- _Instrução 1_:
Troque "Bahia" por "Pernambuco" e reescreva o texto sobre Raul Seixas a partir de "Todos aqueles que" até "mântrico  plunct-plact-zum roqueiro.", inclusive.

_ _ _

Raul Seixas voltará. Voltará e guiará a todos os seus seguidores para o valhalla prometido, onde fica a Sociedade Alternativa, o éden sagrado nos céus, e onde descansaremos todos em sua mais santa paz. Estaremos preparados, esperando o messias em uma roda, em volta de uma fogueira, tocando violão, fumando alguma coisa verde e fingindo que somos estes seres elevados que pensamos que realmente somos. E quando São Raul voltar, voltará em toda a sua glória, separando os que o aceitaram daqueles que ainda insistem em o renegar.

Todos aqueles que um dia, ou melhor, uma noite, em um show qualquer, seja de uma banda de forró eletrônico, seja de punk hardcore, pediram, aliás, exigiram, que o santo som do Senhor Raul fosse tocado, todos estes serão compulsoriamente salvos e libertos. Toca Raul!

Raul nasceu na Bahia. Na terra do axé, no lugar mais anti-rock and roll do universo inteiro. Não, não importa que o rock and roll seja tão negro quanto o axé. Faz de conta que ele nasceu branquinho como Elvis Baptista, o anunciador do messias, e Raul Seixas, o messias em pessoa. Raul veio para lutar contra os “oi-oi-oi” e os “ai-ai-ai” da baianidade nagô e nos preparar para um futuro em que todos seremos felizes ao som de um mântrico  plunct-plact-zum roqueiro.

_ _ _

- _Instrução 2_:
Repita, sem nenhuma alteração, as linhas das entradas da linha com "[segment] temple tower" até a linha com "POLYGON ((34 120, 36", incluindo as duas.

_ _ _

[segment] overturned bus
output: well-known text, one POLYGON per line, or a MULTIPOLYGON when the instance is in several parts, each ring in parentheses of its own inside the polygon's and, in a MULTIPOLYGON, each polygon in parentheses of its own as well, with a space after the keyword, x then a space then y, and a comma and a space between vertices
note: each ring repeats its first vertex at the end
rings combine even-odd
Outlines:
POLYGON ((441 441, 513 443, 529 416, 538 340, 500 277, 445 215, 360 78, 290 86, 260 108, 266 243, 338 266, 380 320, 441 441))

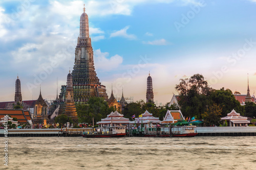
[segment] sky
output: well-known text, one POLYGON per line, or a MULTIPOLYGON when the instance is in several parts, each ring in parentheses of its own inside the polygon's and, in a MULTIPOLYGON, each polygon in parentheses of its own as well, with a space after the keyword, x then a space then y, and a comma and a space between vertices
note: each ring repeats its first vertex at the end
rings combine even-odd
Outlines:
POLYGON ((94 64, 109 96, 169 102, 180 79, 202 74, 212 88, 256 89, 256 0, 0 2, 0 102, 54 99, 74 66, 83 4, 94 64))

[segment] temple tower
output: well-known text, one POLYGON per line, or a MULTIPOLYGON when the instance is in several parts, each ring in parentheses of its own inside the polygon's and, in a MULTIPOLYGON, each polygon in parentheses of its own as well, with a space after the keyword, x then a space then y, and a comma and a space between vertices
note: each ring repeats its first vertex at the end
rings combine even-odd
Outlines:
POLYGON ((14 96, 15 104, 17 105, 19 103, 20 105, 22 104, 22 88, 20 87, 20 81, 18 79, 18 75, 17 77, 17 80, 15 81, 15 94, 14 96))
POLYGON ((74 123, 78 123, 77 113, 76 112, 75 103, 74 102, 72 79, 72 75, 70 73, 70 70, 69 70, 69 73, 67 78, 67 87, 65 102, 65 109, 63 113, 71 117, 74 123))
POLYGON ((249 77, 247 75, 247 85, 248 85, 248 88, 247 88, 247 94, 246 95, 246 96, 245 97, 245 102, 251 102, 251 95, 250 94, 250 89, 249 88, 249 77))
POLYGON ((123 105, 124 104, 124 103, 125 102, 125 99, 123 97, 123 89, 122 89, 122 97, 121 98, 121 100, 120 100, 120 103, 122 105, 123 105))
POLYGON ((92 96, 108 100, 105 86, 101 85, 95 70, 93 51, 89 36, 88 16, 85 12, 80 18, 80 36, 75 50, 75 65, 72 71, 74 101, 86 103, 92 96))
POLYGON ((146 98, 146 103, 148 103, 150 100, 152 102, 154 102, 153 86, 152 84, 152 78, 151 76, 150 76, 150 72, 148 74, 148 77, 147 79, 146 98))
POLYGON ((34 120, 36 124, 42 124, 44 119, 49 120, 48 106, 42 98, 41 93, 41 86, 40 86, 40 93, 38 99, 35 103, 34 110, 34 114, 35 116, 34 120))

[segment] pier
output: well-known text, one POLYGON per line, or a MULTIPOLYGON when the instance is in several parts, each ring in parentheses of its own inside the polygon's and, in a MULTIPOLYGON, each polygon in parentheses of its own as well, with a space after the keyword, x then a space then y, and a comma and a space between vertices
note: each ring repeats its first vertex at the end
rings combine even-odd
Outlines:
POLYGON ((197 127, 197 136, 256 136, 256 127, 197 127))
MULTIPOLYGON (((9 129, 8 137, 74 137, 80 136, 83 131, 86 133, 92 132, 93 128, 63 128, 61 129, 9 129)), ((132 130, 132 136, 143 136, 144 132, 142 130, 132 130)), ((256 136, 256 127, 197 127, 197 136, 256 136)), ((160 132, 159 132, 160 133, 160 132)), ((159 133, 160 134, 160 133, 159 133)), ((0 137, 4 137, 4 129, 0 129, 0 137)), ((159 135, 161 137, 161 135, 159 135)))

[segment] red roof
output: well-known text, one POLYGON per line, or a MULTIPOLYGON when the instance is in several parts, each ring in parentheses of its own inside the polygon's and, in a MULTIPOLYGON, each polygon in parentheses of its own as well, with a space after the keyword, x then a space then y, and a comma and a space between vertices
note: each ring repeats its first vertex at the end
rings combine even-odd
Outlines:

_ _ _

- _Solução completa 1_:
Todos aqueles que um dia, ou melhor, uma noite, em um show qualquer, seja de uma banda de forró eletrônico, seja de punk hardcore, pediram, aliás, exigiram, que o santo som do Senhor Raul fosse tocado, todos estes serão compulsoriamente salvos e libertos. Toca Raul!

Raul nasceu na Pernambuco. Na terra do axé, no lugar mais anti-rock and roll do universo inteiro. Não, não importa que o rock and roll seja tão negro quanto o axé. Faz de conta que ele nasceu branquinho como Elvis Baptista, o anunciador do messias, e Raul Seixas, o messias em pessoa. Raul veio para lutar contra os “oi-oi-oi” e os “ai-ai-ai” da baianidade nagô e nos preparar para um futuro em que todos seremos felizes ao som de um mântrico  plunct-plact-zum roqueiro.

- _Solução completa 2_:
[segment] temple tower
output: well-known text, one POLYGON per line, or a MULTIPOLYGON when the instance is in several parts, each ring in parentheses of its own inside the polygon's and, in a MULTIPOLYGON, each polygon in parentheses of its own as well, with a space after the keyword, x then a space then y, and a comma and a space between vertices
note: each ring repeats its first vertex at the end
rings combine even-odd
Outlines:
POLYGON ((14 96, 15 104, 17 105, 19 103, 20 105, 22 104, 22 88, 20 87, 20 81, 18 79, 18 75, 17 77, 17 80, 15 81, 15 94, 14 96))
POLYGON ((74 123, 78 123, 77 113, 76 112, 75 103, 74 102, 72 79, 72 75, 70 73, 70 70, 69 70, 69 73, 67 78, 67 87, 65 102, 65 109, 63 113, 71 117, 74 123))
POLYGON ((249 77, 247 75, 247 85, 248 85, 248 88, 247 88, 247 94, 246 95, 246 96, 245 97, 245 102, 251 102, 251 95, 250 94, 250 89, 249 88, 249 77))
POLYGON ((123 105, 124 104, 124 103, 125 102, 125 99, 123 97, 123 89, 122 89, 122 97, 121 98, 121 100, 120 100, 120 103, 122 105, 123 105))
POLYGON ((92 96, 108 100, 105 86, 101 85, 95 70, 93 51, 89 36, 88 16, 85 12, 80 18, 80 36, 75 50, 75 65, 72 71, 74 101, 86 103, 92 96))
POLYGON ((146 98, 146 103, 148 103, 150 100, 152 102, 154 102, 153 86, 152 84, 152 78, 151 76, 150 76, 150 72, 148 74, 148 77, 147 79, 146 98))
POLYGON ((34 120, 36 124, 42 124, 44 119, 49 120, 48 106, 42 98, 41 93, 41 86, 40 86, 40 93, 38 99, 35 103, 34 110, 34 114, 35 116, 34 120))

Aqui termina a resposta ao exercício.